## Page extract
I would like to point at that quality in a thing.

I corrected your sentences and made them more appropriate...

If you are speaking of what properties are necessary for something to be used as a backing asset for a currency, I can answer that for you.

Firstly, the asset needs to be widely accepted as a store of value... if it's sea shells and everyone, including sovereign nations, thinks sea shells are valuable... then it is sea shells.

Second, the asset needs to be limited or rare... this is important so that not everyone can go around and pick up 'money' off the beach because that dilutes value.

Third, in modern times this asset needs to be as transportable have the ability to settle as fast as possible... instantaneously if possible.

Fourth, the asset needs to be... FUNGIBLE.

Sea shells do not meet the criteria... gold doesn't meet the criteria... guess what does.


by jbouton k

I said if you peg all the money systems in the world to bitcoin, the incredible demand for bitcoin will create an influx of mining, and the increase in mining power will mine all the bitcoin well before the supply schedule.

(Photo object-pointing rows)
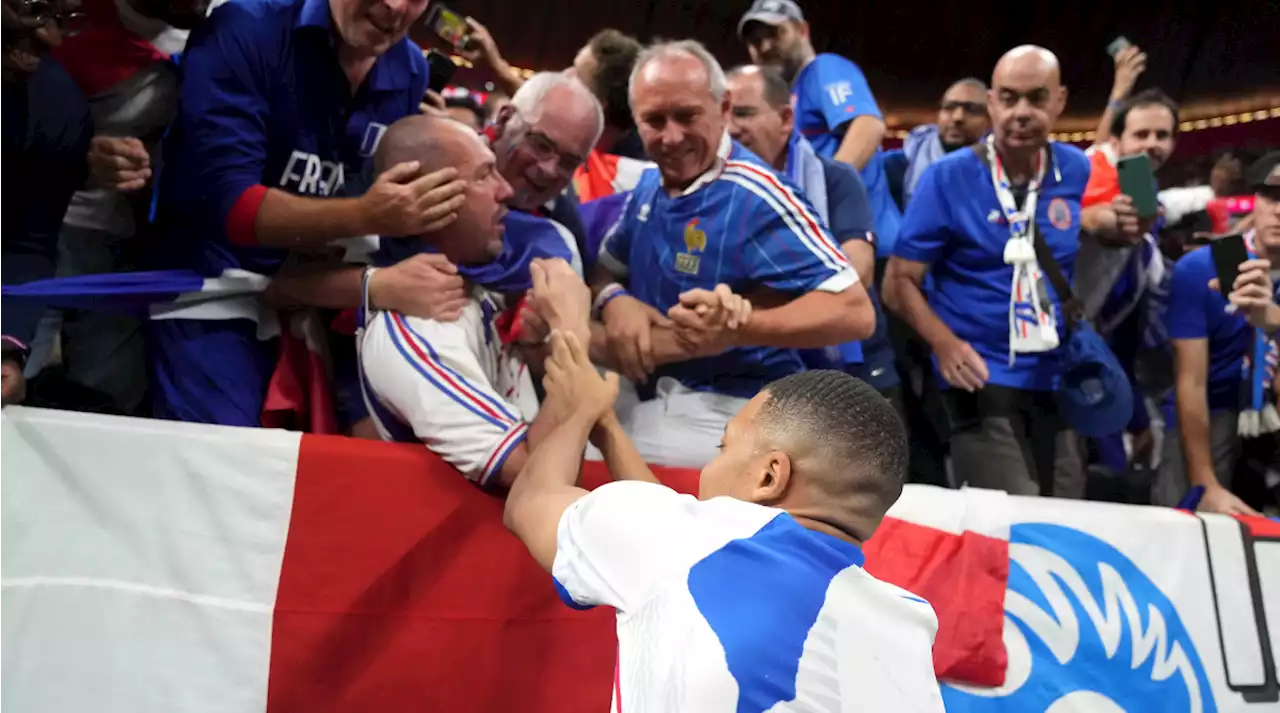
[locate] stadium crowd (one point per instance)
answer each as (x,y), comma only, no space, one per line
(266,214)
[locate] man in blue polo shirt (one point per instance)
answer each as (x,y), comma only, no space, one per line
(283,103)
(992,319)
(711,216)
(1215,348)
(835,106)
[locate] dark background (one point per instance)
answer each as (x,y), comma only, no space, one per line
(912,50)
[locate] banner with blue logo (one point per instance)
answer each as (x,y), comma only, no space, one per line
(1119,608)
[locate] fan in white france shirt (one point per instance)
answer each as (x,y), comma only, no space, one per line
(752,598)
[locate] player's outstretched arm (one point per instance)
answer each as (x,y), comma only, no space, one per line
(544,488)
(620,455)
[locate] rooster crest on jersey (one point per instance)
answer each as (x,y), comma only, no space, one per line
(695,242)
(1074,606)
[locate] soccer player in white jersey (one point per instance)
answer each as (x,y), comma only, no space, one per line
(464,388)
(750,598)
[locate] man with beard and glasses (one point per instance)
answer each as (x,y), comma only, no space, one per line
(835,106)
(711,223)
(45,132)
(1120,273)
(282,106)
(123,64)
(961,122)
(992,319)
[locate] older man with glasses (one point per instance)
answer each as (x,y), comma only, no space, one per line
(540,138)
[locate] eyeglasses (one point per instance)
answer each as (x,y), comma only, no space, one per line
(543,147)
(39,13)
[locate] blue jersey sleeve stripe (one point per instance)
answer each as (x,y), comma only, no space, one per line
(433,374)
(836,263)
(502,452)
(794,205)
(465,388)
(568,598)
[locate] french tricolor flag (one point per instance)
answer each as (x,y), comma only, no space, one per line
(159,566)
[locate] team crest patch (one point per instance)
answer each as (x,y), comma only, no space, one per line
(695,242)
(1059,214)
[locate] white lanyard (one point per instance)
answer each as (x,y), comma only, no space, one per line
(1020,222)
(1032,327)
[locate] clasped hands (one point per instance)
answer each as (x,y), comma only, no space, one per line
(702,323)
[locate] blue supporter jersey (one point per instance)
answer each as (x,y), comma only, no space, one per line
(1200,312)
(849,215)
(955,224)
(740,224)
(264,103)
(828,94)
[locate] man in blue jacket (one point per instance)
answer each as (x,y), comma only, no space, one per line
(283,104)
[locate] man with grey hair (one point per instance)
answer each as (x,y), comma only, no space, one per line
(709,224)
(540,138)
(544,135)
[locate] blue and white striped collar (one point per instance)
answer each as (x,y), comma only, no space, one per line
(722,152)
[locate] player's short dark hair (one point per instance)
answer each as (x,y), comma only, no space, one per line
(470,104)
(856,426)
(1146,97)
(615,56)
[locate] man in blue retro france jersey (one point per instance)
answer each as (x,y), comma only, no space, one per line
(711,216)
(762,120)
(992,319)
(750,597)
(283,103)
(833,104)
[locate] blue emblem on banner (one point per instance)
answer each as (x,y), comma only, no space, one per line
(1087,630)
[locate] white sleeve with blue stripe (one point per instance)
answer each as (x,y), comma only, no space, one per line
(620,543)
(430,376)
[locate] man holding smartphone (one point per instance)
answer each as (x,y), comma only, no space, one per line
(1216,338)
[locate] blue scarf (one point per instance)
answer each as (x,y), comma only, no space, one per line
(526,237)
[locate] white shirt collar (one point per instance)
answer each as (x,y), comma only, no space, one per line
(722,152)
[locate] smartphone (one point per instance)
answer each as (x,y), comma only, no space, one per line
(1229,252)
(451,27)
(1138,182)
(1118,46)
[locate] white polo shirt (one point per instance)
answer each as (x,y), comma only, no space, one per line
(453,385)
(730,607)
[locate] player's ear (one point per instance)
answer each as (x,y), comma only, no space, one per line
(772,479)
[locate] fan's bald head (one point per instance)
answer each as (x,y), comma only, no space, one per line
(434,142)
(1028,60)
(1025,99)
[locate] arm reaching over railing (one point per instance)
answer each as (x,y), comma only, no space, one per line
(545,487)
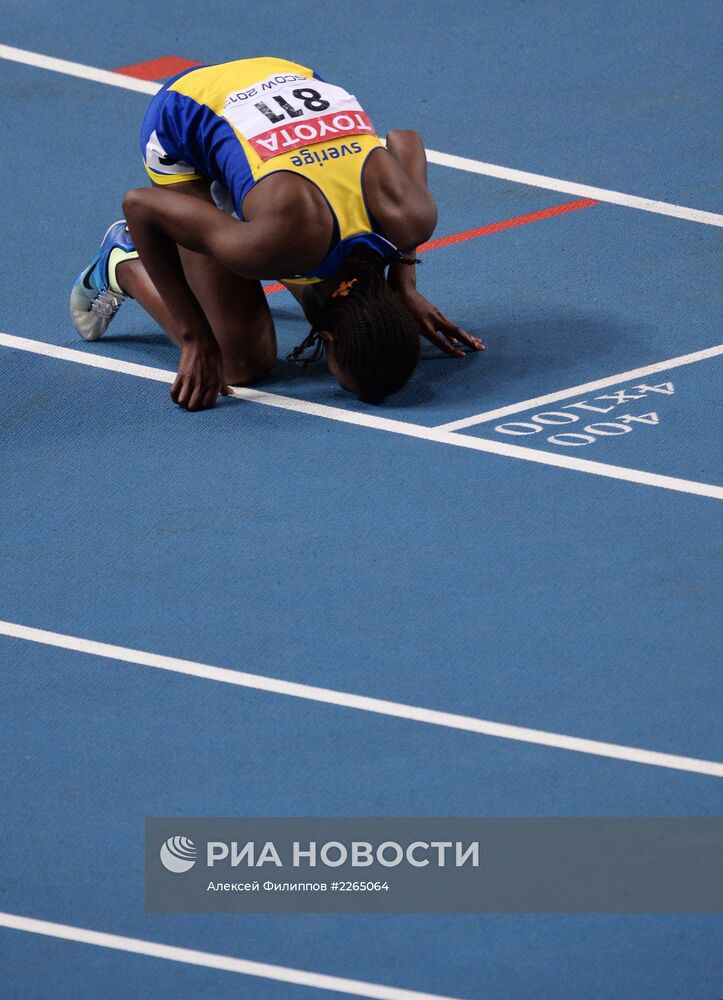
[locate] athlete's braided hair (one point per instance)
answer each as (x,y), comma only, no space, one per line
(376,340)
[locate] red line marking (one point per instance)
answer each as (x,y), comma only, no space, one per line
(494,227)
(498,227)
(157,69)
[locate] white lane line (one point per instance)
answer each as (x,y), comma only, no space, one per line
(79,70)
(210,960)
(361,703)
(579,390)
(434,156)
(381,423)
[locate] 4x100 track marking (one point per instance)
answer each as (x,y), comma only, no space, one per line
(378,423)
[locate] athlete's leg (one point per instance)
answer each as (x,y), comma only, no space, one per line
(236,308)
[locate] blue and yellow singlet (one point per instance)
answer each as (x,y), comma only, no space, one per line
(235,123)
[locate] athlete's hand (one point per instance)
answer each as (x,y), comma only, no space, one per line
(200,376)
(436,328)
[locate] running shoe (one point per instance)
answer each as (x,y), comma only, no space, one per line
(96,297)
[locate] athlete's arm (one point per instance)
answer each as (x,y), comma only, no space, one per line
(407,149)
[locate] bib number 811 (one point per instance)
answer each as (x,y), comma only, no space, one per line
(310,98)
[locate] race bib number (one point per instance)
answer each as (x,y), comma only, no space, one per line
(286,111)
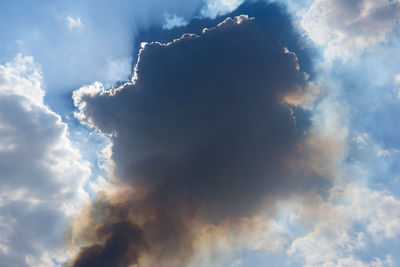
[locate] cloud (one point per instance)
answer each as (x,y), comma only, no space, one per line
(42,174)
(347,223)
(172,21)
(214,8)
(344,28)
(199,135)
(73,23)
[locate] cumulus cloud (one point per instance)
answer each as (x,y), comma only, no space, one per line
(42,174)
(173,20)
(351,219)
(214,8)
(200,135)
(344,27)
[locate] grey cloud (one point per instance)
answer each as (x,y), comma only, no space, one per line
(201,131)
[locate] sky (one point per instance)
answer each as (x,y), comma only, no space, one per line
(199,133)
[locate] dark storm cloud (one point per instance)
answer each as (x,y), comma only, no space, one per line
(201,132)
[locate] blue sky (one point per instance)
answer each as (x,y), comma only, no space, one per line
(67,143)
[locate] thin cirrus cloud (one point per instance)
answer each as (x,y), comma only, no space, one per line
(345,28)
(197,117)
(199,136)
(42,174)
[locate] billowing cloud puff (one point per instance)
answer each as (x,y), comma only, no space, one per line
(200,135)
(41,174)
(345,27)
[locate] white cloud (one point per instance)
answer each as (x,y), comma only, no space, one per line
(73,23)
(344,27)
(42,174)
(346,223)
(214,8)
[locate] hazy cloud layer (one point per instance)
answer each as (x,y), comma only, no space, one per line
(200,135)
(41,174)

## Brief 1
In the post on currency backing, what is the second property an asset needs?
## Brief 2
Write out the post on currency backing from "Firstly, the asset" to "instantaneously if possible.".

## Response 1
It needs to be limited or rare.

## Response 2
Firstly, the asset needs to be widely accepted as a store of value... if it's sea shells and everyone, including sovereign nations, thinks sea shells are valuable... then it is sea shells.

Second, the asset needs to be limited or rare... this is important so that not everyone can go around and pick up 'money' off the beach because that dilutes value.

Third, in modern times this asset needs to be as transportable have the ability to settle as fast as possible... instantaneously if possible.